[Records]
════════════════

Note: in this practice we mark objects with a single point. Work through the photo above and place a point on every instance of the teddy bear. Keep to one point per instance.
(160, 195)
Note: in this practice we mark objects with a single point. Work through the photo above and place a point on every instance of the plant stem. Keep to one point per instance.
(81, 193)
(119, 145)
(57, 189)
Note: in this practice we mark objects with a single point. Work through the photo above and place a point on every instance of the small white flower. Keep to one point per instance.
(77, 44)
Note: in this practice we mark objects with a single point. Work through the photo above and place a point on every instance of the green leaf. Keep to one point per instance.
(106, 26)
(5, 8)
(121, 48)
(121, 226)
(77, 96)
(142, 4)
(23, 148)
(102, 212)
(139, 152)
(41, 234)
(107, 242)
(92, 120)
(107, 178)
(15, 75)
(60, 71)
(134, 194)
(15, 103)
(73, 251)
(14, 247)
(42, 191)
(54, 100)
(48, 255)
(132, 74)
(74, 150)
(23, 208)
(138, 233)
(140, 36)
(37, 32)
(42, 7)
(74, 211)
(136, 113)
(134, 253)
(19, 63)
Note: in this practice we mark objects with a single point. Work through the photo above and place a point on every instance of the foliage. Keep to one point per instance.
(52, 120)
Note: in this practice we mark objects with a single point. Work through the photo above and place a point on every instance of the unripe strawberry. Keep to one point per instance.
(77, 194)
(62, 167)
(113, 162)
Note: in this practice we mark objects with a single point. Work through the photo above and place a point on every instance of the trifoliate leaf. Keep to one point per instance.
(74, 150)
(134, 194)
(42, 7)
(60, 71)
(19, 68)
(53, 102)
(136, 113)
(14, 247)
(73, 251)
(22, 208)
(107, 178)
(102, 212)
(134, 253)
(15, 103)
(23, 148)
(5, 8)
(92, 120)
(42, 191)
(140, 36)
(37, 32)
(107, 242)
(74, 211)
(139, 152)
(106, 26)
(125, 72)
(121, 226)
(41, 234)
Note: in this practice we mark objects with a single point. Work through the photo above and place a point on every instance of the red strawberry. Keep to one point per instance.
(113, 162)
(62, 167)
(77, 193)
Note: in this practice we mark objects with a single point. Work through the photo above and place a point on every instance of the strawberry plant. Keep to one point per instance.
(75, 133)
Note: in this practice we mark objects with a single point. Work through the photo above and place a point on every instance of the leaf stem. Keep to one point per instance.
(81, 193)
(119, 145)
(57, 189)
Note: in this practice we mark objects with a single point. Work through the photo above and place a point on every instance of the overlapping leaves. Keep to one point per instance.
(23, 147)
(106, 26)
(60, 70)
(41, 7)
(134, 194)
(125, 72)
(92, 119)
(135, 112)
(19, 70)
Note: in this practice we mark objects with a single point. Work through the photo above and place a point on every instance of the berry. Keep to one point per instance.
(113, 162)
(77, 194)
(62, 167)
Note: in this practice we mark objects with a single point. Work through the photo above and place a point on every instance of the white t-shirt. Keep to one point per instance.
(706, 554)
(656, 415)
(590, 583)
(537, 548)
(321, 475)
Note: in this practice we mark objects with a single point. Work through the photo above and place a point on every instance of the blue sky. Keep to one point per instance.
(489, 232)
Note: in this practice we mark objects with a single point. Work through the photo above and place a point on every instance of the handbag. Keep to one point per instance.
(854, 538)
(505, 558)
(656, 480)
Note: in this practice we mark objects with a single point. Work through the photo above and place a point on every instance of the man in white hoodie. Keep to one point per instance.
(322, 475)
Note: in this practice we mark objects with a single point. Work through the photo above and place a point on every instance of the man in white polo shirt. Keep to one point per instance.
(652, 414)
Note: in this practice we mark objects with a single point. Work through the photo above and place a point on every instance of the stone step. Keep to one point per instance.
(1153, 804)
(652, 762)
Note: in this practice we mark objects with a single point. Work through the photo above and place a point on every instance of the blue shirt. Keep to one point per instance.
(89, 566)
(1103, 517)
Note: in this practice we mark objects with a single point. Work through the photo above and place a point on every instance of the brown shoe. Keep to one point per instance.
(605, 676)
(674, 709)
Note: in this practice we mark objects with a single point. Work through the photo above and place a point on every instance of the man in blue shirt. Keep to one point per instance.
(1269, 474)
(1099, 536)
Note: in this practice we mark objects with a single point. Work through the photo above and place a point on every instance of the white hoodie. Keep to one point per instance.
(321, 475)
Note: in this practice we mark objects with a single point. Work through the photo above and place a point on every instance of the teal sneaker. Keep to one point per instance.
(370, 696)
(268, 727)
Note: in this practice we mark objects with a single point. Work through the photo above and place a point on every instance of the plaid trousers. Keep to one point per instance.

════════════════

> [Stated exercise] Restate the data above exactly, keeping each word as it stands.

> [Response to this task]
Note: in this practice we mark objects with a single point. Work through the photo above and place a point on every instance of the teddy bear. Keep to one point per instance.
(160, 195)
Note: in this practice we mark objects with a single point. Work through the photo above and place a point on every instance of the plant stem. Keep to one point per instance.
(81, 193)
(119, 145)
(57, 189)
Note: in this practice we mark objects with a single point. Work through the photo above and place a point on every instance of the small white flower. Keep to one point per instance.
(77, 44)
Note: in this practice we mark objects with a single point. Work through the photo above and place a point on every instance of the green leaf. Keep to one point per instance.
(106, 26)
(5, 8)
(121, 48)
(121, 226)
(77, 96)
(142, 4)
(23, 148)
(102, 212)
(139, 152)
(41, 234)
(107, 242)
(92, 120)
(107, 178)
(15, 75)
(60, 71)
(134, 194)
(15, 103)
(73, 251)
(14, 247)
(42, 191)
(54, 100)
(48, 255)
(132, 74)
(74, 150)
(23, 208)
(138, 233)
(140, 36)
(37, 32)
(42, 7)
(74, 211)
(136, 113)
(134, 253)
(19, 63)
Note: in this practice we mark objects with a single point. Work through the photo above and place a point on every instance of the foliage. Keep to one point per instance.
(52, 120)
Note: in this practice we mark objects with a single point. Work through the photo above and place a point on every instance of the unripe strawberry. Keep to one point per instance.
(77, 194)
(62, 167)
(113, 162)
Note: in this practice we mark objects with a single point. Work through the photo above and place a point on every instance of the trifoliate leaf. Keep to one point per instance.
(74, 150)
(134, 194)
(42, 7)
(60, 71)
(19, 68)
(53, 102)
(136, 113)
(14, 247)
(73, 251)
(22, 208)
(107, 178)
(102, 212)
(134, 253)
(15, 103)
(23, 148)
(5, 8)
(92, 120)
(42, 191)
(140, 36)
(37, 32)
(107, 242)
(74, 211)
(139, 152)
(106, 26)
(125, 72)
(121, 226)
(41, 234)
Note: in this practice we mark objects with a single point. Work through the photo above and place a point on every instance of the red strawberry. Keep to one point per instance.
(113, 162)
(62, 167)
(77, 193)
Note: in this practice we mark objects with a single point. Work through the photo above and place a point on every instance of the strawberry plant. Keep to one point per instance.
(75, 133)
Note: in this practice we mark objects with a single point. Work through the photo above and place a point on every instance of the leaf stem. Keep to one point per instance.
(81, 193)
(119, 145)
(57, 189)
Note: in this practice we mark objects with a single point. Work through the photo above and place a point on every instance of the overlapping leaves. Keep to one point per instance.
(23, 147)
(106, 26)
(60, 70)
(41, 7)
(134, 194)
(125, 72)
(92, 119)
(135, 112)
(19, 70)
Note: in this practice we mark objects with a single point. Work through the photo above and place a point on every instance of the berry. Keep to one point per instance.
(113, 162)
(77, 194)
(62, 167)
Note: in this practice we mark objects with a single point. Work through the photo above and place a point on every instance of the white t-shirt. Keep to one point per instance.
(706, 554)
(656, 415)
(590, 583)
(537, 548)
(321, 475)
Note: in this practice we mark objects with a single point. Work through the photo above and place a point on every instance of the blue sky. Keep to one point per instance.
(489, 232)
Note: in this practice we mark objects with a single point. Work through the photo above and place a point on every instance of the handbag. Keep to one point per instance.
(854, 538)
(505, 558)
(656, 480)
Note: in this practice we mark objects with a single point. Work through the photo above and place a point on every instance of the man in white hoodie. Keep to one point per instance.
(322, 475)
Note: in this practice we mark objects with a single point. Work through the photo above and place a point on every instance of the man in white polo shirt. Keep to one point per instance.
(652, 414)
Note: in this practice we mark objects with a single point. Work through the photo above and place a point on every instance of the stone step. Keep to one point per instance.
(1153, 804)
(652, 762)
Note: in this practice we mark objects with a single point. Work through the photo above and place a point on every instance of the blue shirt. Keep to one point per instance.
(89, 566)
(1103, 517)
Note: in this practice we mark objects with a single point. Work through the photo above and place a point on every instance of the brown shoe. Keep to one point per instance.
(605, 676)
(674, 709)
Note: in this practice we mark objects with a single point. Work through the photo above and place a point on every instance of the man in blue shirt. Keep to one point per instance.
(1269, 474)
(1099, 536)
Note: in this practice we mark objects with a single point. Work through the photo above and place a point on every instance of the white hoodie. Keep to one point per instance.
(321, 475)
Note: in this practice we mark objects with a single point. Work through the photo above and place a point on every instance of the teal sneaker. Keep to one point per instance.
(370, 696)
(268, 727)
Note: in this practice we mark objects with a single point. Work through the photo above and place a point on every instance of the plaid trousers. Keep to one point per instance.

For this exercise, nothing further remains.